§ INSTRUCTION: Write out every line of the items below as a numbered list, omitting any blank lines.

§ RECORDS PROVIDED:
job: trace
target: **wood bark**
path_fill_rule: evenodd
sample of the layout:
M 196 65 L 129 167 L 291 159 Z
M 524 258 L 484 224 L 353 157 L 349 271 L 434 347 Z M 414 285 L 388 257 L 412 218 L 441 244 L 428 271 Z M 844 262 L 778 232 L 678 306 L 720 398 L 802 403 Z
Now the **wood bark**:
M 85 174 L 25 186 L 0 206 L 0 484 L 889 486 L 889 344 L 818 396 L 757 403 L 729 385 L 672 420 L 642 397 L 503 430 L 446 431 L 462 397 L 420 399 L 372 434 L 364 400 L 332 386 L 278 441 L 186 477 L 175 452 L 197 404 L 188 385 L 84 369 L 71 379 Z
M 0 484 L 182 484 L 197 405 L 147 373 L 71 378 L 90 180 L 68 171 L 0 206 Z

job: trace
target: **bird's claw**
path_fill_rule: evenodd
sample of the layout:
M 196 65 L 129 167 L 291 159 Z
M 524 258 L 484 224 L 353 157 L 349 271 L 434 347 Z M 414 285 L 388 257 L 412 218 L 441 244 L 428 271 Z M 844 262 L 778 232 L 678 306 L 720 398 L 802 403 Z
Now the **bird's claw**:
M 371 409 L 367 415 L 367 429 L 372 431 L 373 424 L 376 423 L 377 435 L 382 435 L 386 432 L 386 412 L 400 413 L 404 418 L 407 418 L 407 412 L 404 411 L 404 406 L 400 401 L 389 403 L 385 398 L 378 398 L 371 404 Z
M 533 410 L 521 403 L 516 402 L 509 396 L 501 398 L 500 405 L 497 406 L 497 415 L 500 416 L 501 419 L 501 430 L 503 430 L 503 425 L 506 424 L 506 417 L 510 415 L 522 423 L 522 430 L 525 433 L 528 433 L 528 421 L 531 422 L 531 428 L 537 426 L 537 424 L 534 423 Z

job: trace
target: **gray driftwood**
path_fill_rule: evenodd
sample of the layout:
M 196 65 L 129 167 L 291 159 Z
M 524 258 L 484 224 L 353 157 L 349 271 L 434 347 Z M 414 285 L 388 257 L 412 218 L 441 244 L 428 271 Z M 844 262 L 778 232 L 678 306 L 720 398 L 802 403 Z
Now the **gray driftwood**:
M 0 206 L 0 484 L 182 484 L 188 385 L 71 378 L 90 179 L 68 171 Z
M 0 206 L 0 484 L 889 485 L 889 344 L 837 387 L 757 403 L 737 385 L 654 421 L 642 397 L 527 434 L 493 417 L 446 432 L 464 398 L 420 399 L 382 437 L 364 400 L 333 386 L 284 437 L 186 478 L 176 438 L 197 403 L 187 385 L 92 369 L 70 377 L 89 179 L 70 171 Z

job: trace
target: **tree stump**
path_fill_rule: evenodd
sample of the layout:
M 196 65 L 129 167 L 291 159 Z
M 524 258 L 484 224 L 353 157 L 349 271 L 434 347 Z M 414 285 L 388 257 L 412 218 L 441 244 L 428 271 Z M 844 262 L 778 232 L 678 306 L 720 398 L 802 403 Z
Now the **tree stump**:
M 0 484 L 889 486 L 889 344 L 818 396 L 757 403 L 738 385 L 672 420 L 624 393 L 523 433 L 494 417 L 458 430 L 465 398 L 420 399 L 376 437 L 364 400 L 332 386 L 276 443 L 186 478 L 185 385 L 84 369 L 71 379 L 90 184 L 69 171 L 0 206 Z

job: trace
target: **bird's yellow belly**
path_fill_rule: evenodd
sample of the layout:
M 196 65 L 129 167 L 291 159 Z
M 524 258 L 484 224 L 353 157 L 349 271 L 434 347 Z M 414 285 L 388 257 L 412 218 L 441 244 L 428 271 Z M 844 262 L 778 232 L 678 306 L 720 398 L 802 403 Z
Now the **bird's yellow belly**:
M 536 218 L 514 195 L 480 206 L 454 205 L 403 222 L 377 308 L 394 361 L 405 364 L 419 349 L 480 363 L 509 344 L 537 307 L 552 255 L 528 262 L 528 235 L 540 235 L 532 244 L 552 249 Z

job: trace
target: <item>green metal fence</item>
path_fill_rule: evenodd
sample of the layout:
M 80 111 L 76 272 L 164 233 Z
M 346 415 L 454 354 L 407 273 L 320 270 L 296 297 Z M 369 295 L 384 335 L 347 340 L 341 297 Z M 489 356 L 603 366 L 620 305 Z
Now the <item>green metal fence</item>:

§ SOLUTION:
1. job: trace
2. target: **wood bark**
3. path_fill_rule: evenodd
4. sample of the layout:
5. M 196 65 L 129 167 L 291 159 Z
6. M 524 258 L 484 224 L 353 157 L 349 271 L 434 347 Z M 414 285 L 388 257 L 412 218 L 441 244 L 428 271 Z M 844 262 L 778 232 L 678 306 L 720 398 L 802 403 Z
7. Now the **wood bark**:
8. M 85 174 L 25 186 L 0 206 L 0 484 L 889 486 L 889 344 L 818 396 L 757 403 L 729 385 L 672 420 L 642 397 L 503 430 L 446 431 L 462 397 L 420 399 L 372 434 L 364 400 L 332 386 L 278 441 L 186 477 L 175 452 L 197 404 L 188 385 L 84 369 L 71 379 Z
9. M 0 484 L 182 484 L 197 405 L 147 373 L 71 378 L 90 180 L 68 171 L 0 206 Z
10. job: trace
11. target: **bird's claw**
12. path_fill_rule: evenodd
13. sample of the layout:
14. M 196 65 L 129 167 L 291 159 Z
15. M 524 258 L 484 224 L 353 157 L 349 271 L 434 347 Z M 414 285 L 388 257 L 412 218 L 441 244 L 428 271 Z M 844 262 L 778 232 L 678 306 L 720 398 L 802 403 Z
16. Now the **bird's claw**:
17. M 371 409 L 367 415 L 367 429 L 372 431 L 373 424 L 376 423 L 377 435 L 382 435 L 386 432 L 386 412 L 400 413 L 404 418 L 407 418 L 407 412 L 404 411 L 404 406 L 400 401 L 389 403 L 385 398 L 378 398 L 371 404 Z
18. M 533 410 L 521 403 L 516 402 L 509 396 L 501 398 L 500 405 L 497 406 L 497 415 L 500 416 L 501 419 L 501 430 L 503 430 L 503 425 L 506 424 L 506 417 L 510 415 L 522 423 L 522 430 L 525 433 L 528 433 L 528 421 L 531 422 L 531 428 L 537 426 L 537 424 L 534 423 Z
19. job: trace
20. target: **gray driftwood**
21. path_fill_rule: evenodd
22. sample of the layout:
23. M 196 65 L 129 167 L 291 159 Z
24. M 524 258 L 484 224 L 353 157 L 349 271 L 434 347 Z M 414 285 L 388 257 L 412 218 L 441 244 L 428 271 Z M 844 262 L 778 232 L 678 306 L 720 398 L 802 403 Z
25. Now the **gray driftwood**:
26. M 0 206 L 0 484 L 182 484 L 188 385 L 71 378 L 90 179 L 68 171 Z
27. M 0 206 L 0 484 L 889 485 L 889 344 L 837 387 L 757 403 L 737 385 L 654 421 L 642 397 L 527 434 L 493 417 L 446 432 L 464 398 L 420 399 L 382 437 L 364 400 L 333 386 L 284 437 L 186 478 L 176 438 L 197 403 L 187 385 L 92 369 L 70 377 L 89 179 L 70 171 Z
28. job: trace
29. target: **tree stump**
30. path_fill_rule: evenodd
31. sample of the layout:
32. M 196 65 L 129 167 L 291 159 Z
33. M 524 258 L 484 224 L 353 157 L 349 271 L 434 347 Z M 414 285 L 388 257 L 412 218 L 441 244 L 428 271 Z M 844 262 L 778 232 L 678 306 L 720 398 L 802 403 Z
34. Now the **tree stump**:
35. M 0 484 L 889 486 L 889 344 L 818 396 L 757 403 L 738 385 L 672 420 L 624 393 L 523 433 L 494 417 L 458 430 L 465 398 L 420 399 L 376 437 L 364 400 L 332 386 L 276 443 L 186 478 L 185 385 L 84 369 L 71 379 L 90 184 L 69 171 L 0 206 Z
36. job: trace
37. target: **bird's yellow belly**
38. path_fill_rule: evenodd
39. sample of the layout:
40. M 196 65 L 129 167 L 291 159 Z
41. M 524 258 L 484 224 L 353 157 L 349 271 L 434 347 Z M 414 285 L 388 257 L 412 218 L 441 244 L 428 271 Z M 844 262 L 778 232 L 678 306 L 720 398 L 802 403 Z
42. Now the **bird's yellow belly**:
43. M 536 218 L 514 195 L 480 206 L 454 205 L 403 222 L 377 308 L 394 361 L 405 364 L 419 349 L 480 363 L 509 344 L 537 307 L 552 255 L 528 262 L 528 235 L 540 235 L 532 244 L 552 249 Z
44. job: trace
45. target: <item>green metal fence</item>
46. path_fill_rule: evenodd
47. sample of the layout:
48. M 80 111 L 76 272 L 164 233 Z
49. M 346 415 L 454 354 L 407 273 L 320 270 L 296 297 Z M 369 295 L 384 335 L 347 340 L 341 297 Z M 489 356 L 603 366 L 620 305 Z
50. Now the <item>green metal fence</item>:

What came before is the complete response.